* Task prompt: Locate the line that contains "[mark] hat brim" in the entries below. Retype it and all following lines through the final one, character for character.

[Start]

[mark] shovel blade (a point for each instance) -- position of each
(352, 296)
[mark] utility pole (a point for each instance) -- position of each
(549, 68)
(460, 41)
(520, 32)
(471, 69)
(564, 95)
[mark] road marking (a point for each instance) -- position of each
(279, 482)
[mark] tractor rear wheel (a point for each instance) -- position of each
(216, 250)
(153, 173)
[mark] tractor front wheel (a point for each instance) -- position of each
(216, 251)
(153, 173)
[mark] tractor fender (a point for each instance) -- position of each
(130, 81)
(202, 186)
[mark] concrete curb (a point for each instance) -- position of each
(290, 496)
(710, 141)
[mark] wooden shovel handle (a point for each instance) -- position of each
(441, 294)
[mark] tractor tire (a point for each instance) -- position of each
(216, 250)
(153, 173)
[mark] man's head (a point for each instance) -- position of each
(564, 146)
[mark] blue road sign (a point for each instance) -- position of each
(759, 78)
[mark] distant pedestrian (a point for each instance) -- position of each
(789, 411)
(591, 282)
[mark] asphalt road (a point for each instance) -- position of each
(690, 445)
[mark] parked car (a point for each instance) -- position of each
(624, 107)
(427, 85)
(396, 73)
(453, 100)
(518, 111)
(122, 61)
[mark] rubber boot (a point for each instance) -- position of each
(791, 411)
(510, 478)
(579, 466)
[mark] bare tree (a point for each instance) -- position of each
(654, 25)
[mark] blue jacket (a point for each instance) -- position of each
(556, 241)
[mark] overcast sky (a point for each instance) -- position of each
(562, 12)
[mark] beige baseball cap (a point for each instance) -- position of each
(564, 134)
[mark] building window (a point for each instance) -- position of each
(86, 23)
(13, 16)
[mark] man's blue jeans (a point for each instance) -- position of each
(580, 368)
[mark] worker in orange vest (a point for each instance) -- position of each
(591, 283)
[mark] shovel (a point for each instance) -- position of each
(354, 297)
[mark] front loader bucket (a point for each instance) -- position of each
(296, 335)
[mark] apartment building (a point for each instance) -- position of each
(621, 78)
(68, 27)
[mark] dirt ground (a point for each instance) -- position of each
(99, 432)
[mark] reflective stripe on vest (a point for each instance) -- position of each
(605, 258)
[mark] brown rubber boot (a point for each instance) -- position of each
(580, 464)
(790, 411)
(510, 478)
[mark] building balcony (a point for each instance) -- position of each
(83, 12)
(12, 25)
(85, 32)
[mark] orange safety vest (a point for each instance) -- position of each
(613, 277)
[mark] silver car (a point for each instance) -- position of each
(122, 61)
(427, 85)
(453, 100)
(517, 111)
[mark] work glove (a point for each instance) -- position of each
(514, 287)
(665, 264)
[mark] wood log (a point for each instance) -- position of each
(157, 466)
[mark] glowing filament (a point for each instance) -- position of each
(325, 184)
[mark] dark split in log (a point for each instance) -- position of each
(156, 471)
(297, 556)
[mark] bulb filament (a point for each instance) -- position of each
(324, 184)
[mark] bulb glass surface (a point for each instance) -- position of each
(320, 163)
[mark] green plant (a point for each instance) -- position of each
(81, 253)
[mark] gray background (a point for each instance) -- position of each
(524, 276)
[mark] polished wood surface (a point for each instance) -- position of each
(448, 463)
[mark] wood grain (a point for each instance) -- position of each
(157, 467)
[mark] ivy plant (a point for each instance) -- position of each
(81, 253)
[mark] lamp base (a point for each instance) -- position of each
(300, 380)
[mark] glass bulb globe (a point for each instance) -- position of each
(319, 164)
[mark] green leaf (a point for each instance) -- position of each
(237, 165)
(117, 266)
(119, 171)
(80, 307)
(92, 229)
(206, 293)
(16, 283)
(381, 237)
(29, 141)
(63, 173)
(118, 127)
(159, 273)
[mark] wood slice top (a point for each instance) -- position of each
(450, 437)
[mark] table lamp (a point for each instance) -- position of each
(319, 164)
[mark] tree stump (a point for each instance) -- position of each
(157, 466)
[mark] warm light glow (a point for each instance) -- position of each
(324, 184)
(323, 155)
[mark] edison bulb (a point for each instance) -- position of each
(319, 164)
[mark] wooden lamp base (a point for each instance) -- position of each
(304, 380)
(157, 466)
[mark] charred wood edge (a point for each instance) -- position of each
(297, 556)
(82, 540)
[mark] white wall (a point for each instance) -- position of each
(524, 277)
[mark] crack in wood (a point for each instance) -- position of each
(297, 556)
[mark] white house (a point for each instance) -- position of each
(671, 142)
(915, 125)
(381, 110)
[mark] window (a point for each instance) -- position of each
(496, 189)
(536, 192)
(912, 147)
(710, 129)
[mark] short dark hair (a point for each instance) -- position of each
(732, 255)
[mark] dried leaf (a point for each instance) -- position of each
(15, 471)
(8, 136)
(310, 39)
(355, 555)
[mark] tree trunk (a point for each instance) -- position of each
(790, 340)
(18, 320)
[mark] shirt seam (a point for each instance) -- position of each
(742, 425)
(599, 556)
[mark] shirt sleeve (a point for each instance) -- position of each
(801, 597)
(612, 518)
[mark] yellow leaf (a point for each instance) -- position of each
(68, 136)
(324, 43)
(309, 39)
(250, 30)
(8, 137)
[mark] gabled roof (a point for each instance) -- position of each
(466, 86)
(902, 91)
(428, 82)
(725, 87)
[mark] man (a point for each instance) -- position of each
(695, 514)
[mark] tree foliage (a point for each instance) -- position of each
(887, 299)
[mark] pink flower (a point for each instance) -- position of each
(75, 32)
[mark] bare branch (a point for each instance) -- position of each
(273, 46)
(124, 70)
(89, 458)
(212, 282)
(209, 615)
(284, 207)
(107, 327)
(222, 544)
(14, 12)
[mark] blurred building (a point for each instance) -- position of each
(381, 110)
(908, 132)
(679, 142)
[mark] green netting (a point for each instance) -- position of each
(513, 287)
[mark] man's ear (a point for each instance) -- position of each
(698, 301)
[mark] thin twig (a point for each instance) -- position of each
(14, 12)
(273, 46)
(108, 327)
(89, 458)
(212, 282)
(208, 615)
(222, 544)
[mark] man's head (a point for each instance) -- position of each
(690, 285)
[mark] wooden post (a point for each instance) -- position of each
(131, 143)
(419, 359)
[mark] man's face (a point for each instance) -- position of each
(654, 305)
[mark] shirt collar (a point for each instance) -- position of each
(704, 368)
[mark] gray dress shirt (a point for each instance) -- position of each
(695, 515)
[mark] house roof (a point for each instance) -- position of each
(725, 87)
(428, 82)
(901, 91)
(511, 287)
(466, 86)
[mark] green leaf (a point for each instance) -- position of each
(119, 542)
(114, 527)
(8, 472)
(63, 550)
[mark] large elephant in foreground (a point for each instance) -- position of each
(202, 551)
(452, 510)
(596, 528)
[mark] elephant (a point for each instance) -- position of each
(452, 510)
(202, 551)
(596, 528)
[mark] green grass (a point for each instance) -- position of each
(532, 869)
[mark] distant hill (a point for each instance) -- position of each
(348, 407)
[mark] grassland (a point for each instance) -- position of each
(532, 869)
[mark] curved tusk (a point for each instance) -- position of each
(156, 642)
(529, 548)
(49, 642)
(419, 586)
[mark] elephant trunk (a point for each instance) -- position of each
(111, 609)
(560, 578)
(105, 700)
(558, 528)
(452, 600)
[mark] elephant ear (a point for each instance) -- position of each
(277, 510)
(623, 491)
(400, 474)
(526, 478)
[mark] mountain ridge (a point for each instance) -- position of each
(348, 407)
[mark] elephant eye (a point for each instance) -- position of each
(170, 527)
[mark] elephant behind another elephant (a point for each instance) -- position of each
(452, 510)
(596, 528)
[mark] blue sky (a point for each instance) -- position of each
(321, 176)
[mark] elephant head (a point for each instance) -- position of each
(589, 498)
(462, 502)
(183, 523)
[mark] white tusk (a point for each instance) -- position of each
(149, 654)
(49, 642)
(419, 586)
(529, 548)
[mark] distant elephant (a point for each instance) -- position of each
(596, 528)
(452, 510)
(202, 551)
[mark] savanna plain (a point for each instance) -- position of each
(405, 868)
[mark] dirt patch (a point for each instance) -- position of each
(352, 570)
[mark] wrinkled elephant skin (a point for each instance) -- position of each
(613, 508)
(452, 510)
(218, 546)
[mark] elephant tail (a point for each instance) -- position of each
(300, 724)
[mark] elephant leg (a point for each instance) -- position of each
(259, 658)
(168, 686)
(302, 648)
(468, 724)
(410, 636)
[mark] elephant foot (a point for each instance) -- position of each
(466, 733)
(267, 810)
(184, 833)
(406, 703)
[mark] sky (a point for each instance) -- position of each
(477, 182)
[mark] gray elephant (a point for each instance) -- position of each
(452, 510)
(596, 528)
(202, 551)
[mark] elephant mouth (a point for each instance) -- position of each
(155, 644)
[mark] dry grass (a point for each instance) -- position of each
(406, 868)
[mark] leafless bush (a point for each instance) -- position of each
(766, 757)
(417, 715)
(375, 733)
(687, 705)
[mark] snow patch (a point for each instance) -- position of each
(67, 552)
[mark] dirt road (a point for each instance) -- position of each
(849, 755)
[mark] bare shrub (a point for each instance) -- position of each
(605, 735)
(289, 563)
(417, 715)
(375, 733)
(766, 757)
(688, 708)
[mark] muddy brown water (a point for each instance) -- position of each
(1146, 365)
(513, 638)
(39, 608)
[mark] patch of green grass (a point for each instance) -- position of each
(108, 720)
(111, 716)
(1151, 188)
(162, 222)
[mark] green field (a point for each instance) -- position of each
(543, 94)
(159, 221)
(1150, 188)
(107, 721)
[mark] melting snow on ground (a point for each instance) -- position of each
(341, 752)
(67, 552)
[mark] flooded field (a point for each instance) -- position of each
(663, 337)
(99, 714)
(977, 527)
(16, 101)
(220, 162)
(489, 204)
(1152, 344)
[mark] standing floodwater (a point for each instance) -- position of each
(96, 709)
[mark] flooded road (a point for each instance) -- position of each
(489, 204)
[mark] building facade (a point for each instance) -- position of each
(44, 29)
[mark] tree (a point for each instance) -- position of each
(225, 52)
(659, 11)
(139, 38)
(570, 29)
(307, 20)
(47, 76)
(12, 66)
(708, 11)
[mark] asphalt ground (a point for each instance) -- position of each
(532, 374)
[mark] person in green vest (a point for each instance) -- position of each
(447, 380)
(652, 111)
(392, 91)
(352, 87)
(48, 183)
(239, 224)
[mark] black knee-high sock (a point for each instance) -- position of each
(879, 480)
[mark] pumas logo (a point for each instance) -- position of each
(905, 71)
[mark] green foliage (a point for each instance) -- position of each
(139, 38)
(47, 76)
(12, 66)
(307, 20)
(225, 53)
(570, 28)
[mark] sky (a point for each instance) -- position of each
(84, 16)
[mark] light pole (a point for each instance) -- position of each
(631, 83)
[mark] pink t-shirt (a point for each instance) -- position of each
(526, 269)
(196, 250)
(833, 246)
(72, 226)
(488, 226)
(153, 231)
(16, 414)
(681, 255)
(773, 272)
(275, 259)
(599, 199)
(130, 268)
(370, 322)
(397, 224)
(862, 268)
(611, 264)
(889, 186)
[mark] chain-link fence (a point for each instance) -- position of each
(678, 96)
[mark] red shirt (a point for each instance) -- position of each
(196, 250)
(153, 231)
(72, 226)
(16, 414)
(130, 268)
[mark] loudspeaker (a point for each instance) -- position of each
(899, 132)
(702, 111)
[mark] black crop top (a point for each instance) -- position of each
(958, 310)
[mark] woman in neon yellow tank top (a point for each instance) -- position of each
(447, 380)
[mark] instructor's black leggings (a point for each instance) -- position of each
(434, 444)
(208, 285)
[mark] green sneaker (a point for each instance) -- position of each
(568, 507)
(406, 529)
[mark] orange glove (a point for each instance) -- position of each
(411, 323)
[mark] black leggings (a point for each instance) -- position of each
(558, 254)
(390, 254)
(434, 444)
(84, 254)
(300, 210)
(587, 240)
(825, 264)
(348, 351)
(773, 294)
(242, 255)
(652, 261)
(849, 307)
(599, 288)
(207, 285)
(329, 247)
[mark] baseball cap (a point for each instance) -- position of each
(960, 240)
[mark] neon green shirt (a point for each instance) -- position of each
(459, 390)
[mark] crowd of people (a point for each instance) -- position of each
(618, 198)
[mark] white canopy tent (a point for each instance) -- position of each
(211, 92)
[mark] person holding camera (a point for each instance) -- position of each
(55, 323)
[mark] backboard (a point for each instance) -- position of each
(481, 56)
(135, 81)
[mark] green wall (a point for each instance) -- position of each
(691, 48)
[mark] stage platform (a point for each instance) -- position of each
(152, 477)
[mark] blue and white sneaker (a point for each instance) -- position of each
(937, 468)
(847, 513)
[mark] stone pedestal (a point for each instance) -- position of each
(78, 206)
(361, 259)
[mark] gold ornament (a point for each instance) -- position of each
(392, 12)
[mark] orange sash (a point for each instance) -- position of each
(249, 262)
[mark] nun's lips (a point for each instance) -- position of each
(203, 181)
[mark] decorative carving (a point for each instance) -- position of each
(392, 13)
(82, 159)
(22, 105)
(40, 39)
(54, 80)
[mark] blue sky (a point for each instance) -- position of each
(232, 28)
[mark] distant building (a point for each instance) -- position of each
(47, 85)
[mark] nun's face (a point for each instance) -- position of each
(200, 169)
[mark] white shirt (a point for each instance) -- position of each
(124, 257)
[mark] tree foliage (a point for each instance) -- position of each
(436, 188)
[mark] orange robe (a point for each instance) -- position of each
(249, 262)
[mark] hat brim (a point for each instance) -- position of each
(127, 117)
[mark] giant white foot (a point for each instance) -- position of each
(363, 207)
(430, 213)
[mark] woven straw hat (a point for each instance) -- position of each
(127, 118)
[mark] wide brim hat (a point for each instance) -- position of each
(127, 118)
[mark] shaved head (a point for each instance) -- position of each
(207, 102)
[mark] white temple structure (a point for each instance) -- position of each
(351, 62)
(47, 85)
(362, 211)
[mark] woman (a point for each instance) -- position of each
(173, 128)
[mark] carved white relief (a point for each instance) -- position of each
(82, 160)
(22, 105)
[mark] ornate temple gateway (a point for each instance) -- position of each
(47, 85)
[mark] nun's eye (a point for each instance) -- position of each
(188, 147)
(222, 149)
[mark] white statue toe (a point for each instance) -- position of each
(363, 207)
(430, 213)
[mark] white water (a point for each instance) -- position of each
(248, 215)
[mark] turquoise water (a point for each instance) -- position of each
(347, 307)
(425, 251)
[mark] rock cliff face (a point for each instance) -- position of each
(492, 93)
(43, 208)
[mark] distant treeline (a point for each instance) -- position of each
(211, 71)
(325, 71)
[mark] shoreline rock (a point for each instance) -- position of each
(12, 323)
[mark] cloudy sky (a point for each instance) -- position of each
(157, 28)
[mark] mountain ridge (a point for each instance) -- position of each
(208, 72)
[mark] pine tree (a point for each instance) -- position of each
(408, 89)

[End]

* Finished answer:
[mark] hat brim (a point for each instance) -- position of each
(127, 117)
[mark] giant white foot (a point for each instance) -- position of each
(363, 207)
(430, 213)
[mark] woven straw hat (a point for each instance) -- position of each
(127, 118)
[mark] wide brim hat (a point for each instance) -- position of each
(127, 118)
[mark] shaved head (a point for each instance) -- position of each
(207, 102)
[mark] white temple structure (a point for each instance) -- position of each
(351, 62)
(47, 85)
(362, 211)
[mark] woman (a point for each instance) -- position of each
(173, 128)
[mark] carved white relief (a point for each instance) -- position of each
(82, 160)
(22, 105)
[mark] ornate temple gateway (a point for each instance) -- position of each
(47, 85)
[mark] nun's eye (a point for each instance) -- position of each
(188, 147)
(222, 149)
[mark] white statue toe (a point for each instance) -- position of each
(363, 207)
(430, 213)
[mark] white water (a point for each instance) -- position of each
(248, 215)
[mark] turquoise water (a point for each instance) -- position of each
(347, 307)
(425, 251)
[mark] rock cliff face (a point for each instance) -- position of each
(492, 93)
(43, 208)
[mark] distant treeline (a point for each instance) -- position of each
(211, 71)
(325, 71)
[mark] shoreline rock (a point for each instance) -- position of each
(12, 323)
[mark] cloudy sky (a point for each instance) -- position of each
(157, 28)
[mark] mountain ridge (a point for each instance) -- position of each
(208, 72)
[mark] pine tree (a point for each instance) -- position of each
(408, 89)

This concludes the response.